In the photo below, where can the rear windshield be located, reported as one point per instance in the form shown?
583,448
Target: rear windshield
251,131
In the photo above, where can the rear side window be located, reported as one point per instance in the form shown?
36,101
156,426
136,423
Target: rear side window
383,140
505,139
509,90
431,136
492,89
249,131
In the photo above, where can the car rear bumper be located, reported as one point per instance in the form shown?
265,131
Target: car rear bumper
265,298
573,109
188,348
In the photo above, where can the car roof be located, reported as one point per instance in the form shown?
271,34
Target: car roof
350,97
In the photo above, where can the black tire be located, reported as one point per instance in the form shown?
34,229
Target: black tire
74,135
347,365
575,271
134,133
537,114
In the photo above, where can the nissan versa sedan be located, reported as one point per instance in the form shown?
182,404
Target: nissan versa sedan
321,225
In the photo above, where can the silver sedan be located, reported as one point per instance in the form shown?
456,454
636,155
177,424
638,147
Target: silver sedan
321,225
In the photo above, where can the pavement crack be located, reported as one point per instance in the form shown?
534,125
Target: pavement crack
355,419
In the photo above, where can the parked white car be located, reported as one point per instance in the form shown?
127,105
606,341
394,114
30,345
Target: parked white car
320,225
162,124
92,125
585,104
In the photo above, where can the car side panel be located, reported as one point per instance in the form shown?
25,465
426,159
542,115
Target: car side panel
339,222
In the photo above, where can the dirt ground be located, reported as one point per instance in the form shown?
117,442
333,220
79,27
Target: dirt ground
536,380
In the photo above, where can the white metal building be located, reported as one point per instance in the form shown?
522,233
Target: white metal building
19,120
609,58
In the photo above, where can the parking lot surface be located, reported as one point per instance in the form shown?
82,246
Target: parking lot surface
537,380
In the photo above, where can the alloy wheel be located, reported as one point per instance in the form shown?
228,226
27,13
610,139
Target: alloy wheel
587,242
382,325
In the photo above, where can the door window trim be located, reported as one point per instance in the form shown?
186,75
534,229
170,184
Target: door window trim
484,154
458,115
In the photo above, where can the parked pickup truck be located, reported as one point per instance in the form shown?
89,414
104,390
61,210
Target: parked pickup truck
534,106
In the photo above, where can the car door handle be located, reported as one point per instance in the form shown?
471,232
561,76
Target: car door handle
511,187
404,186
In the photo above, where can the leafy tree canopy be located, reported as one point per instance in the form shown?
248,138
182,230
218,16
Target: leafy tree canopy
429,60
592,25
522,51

_____

§ **Work instructions**
Edit the records above so that every "Target" becomes "Label", leaving all other text unchanged.

§ **Solution to the exercise**
In the photo below, where can the rear windshield be located, reported as one point per instance in the form shown?
583,448
Label: rear windshield
251,131
In the photo above, where can the rear side window be located, reported as one point per instance in the form shown?
36,101
156,426
136,423
Label: rear side window
383,140
505,139
509,90
431,136
492,89
249,131
In the photo above, where can the car rear bumper be located, reported as one point per instance in the form shown?
265,131
Label: car rear bumper
265,298
573,109
188,348
In the photo above, where can the car roof be located, reported as one point per instance in the form shown?
271,34
Label: car roof
350,97
In the photo above, where can the black tire be located, reported as one point per instance in the form shown?
34,229
Label: black tire
74,135
347,365
575,271
134,133
537,114
In the photo above, where can the nissan versa sedan be located, reported as one point per instance in the form shown?
182,404
Label: nissan versa sedan
321,225
In the photo above, where can the silver sedan be located, reported as one point per instance in the form shown?
456,454
636,155
177,424
638,147
Label: silver sedan
321,225
In the photo above, where can the pavement crack be located, reported as one point per instance in the form shown?
534,125
Label: pavement crack
355,419
In the photo above, where can the parked white car be located, reported as one point per instance in the form shown?
127,105
606,341
394,114
30,345
Label: parked white car
320,225
162,124
92,125
585,104
In the photo above, where can the car side panel be located, reported as one point per instance in the form shown?
25,465
426,159
542,115
Label: car side panel
339,222
In the photo above, where can the dirt ground be located, reported as one point per instance in the form shown?
117,442
333,220
79,27
Label: dirt ground
536,380
In the photo above, where can the white metal building be located, reported as one point per instance in the form shown?
522,233
Label: white metal building
19,120
609,58
In the photo above, where can the parking lot surface be located, reported as one point per instance in the form shown?
82,246
Label: parking lot surface
537,380
In the photo above, where can the alloy wheel be located, reported as one point per instance in the form shown?
228,226
27,13
610,139
Label: alloy wheel
587,242
382,325
In the photo above, where can the door window trim be located, reported as one point per instance in the form shown?
186,75
534,229
170,184
Label: door window trim
484,154
458,115
In the photo above, where can the parked pickup truck be located, reported as one point per instance in the form shown?
89,414
104,390
61,210
Label: parked pickup truck
534,106
In the photo above, where can the car door handle be located, reported as one point per instance in the form shown?
471,232
561,76
Label: car door handle
511,187
404,186
In the photo above, where can the leafy tree canopy be located, reported as one point per instance in the form shown?
248,138
182,230
218,16
Label: leafy tree canopy
429,60
592,25
522,51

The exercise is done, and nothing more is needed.